PROBLEMS TO WORK ON -
(1) Answer these questions using the player preview below:
(a) Which team does Stanley Peterson play for?
(b) What year in school is Jesse Bolton?
(c) Which defense does Jeremy Langdon help anchor?
(2) Reproduce the player preview below between "Who, aside from" and "their title quest.", inclusive.

Who, aside from the well-known Callahan nominees like Ogren, Ranii-Dropcho and Mickle, will have the largest impact on the tournament?

  • Stanley Peterson (Colorado Mamabird) – Arguably Mamabird’s best defender, Peterson routinely excels at guarding elite cutters (like regional rival Will Driscoll). Look for the Johnny Bravo veteran to produce blocks against top assignments as ‘Bird sets out on their title quest.

  • Jordan O’Neill (Wisconsin Hodags) – The Hodags will trust this fiery cutter to come down with a number of deep balls – and he won’t disappoint.

  • Jesse Bolton (Carleton CUT) – Eligibility issues behind him, this CUT sophomore will attack the cutting lanes and Cincinnati skies with force.

  • Jeremy Langdon (Central Florida Dogs of War) – Some have known about Langdon’s defensive prowess for years, but he made emphatic statements at last year’s college and club national tournaments. Langdon’s off-disc instincts and closing speed help him anchor Central Florida’s zone defense and operate as a top-notch man defender.

RECORDED DATA -
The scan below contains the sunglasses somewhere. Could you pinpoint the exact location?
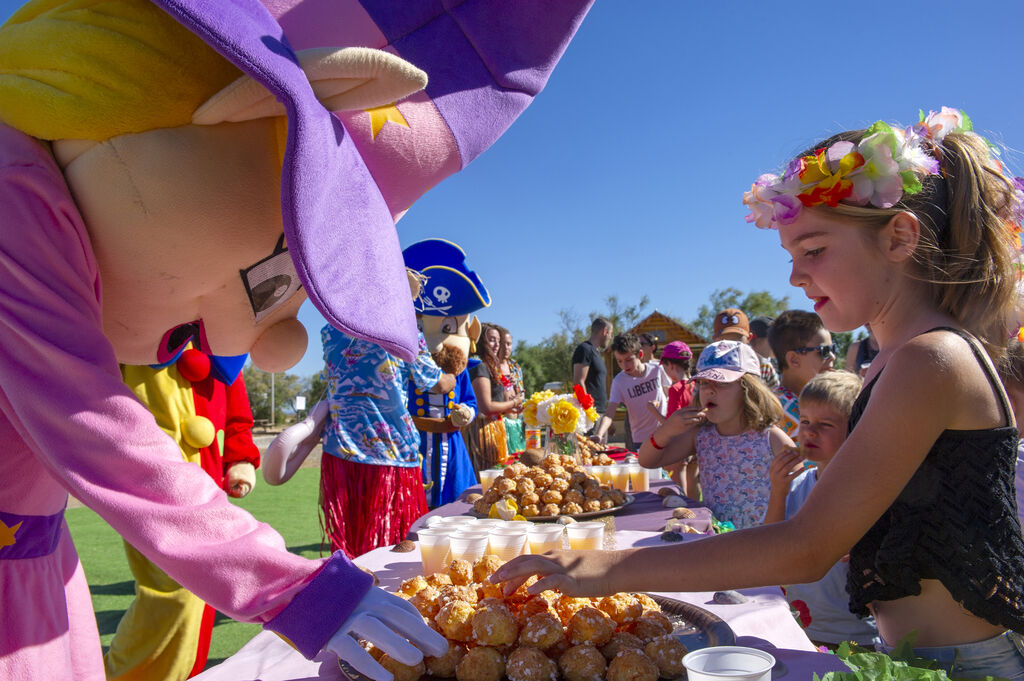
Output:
[793,343,839,359]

ANSWERS TO THE TASKS -
(1)
(a) Colorado Mamabird
(b) He is a sophomore.
(c) Central Florida's zone defense

(2)
Who, aside from the well-known Callahan nominees like Ogren, Ranii-Dropcho and Mickle, will have the largest impact on the tournament?

  • Stanley Peterson (Colorado Mamabird) – Arguably Mamabird’s best defender, Peterson routinely excels at guarding elite cutters (like regional rival Will Driscoll). Look for the Johnny Bravo veteran to produce blocks against top assignments as ‘Bird sets out on their title quest.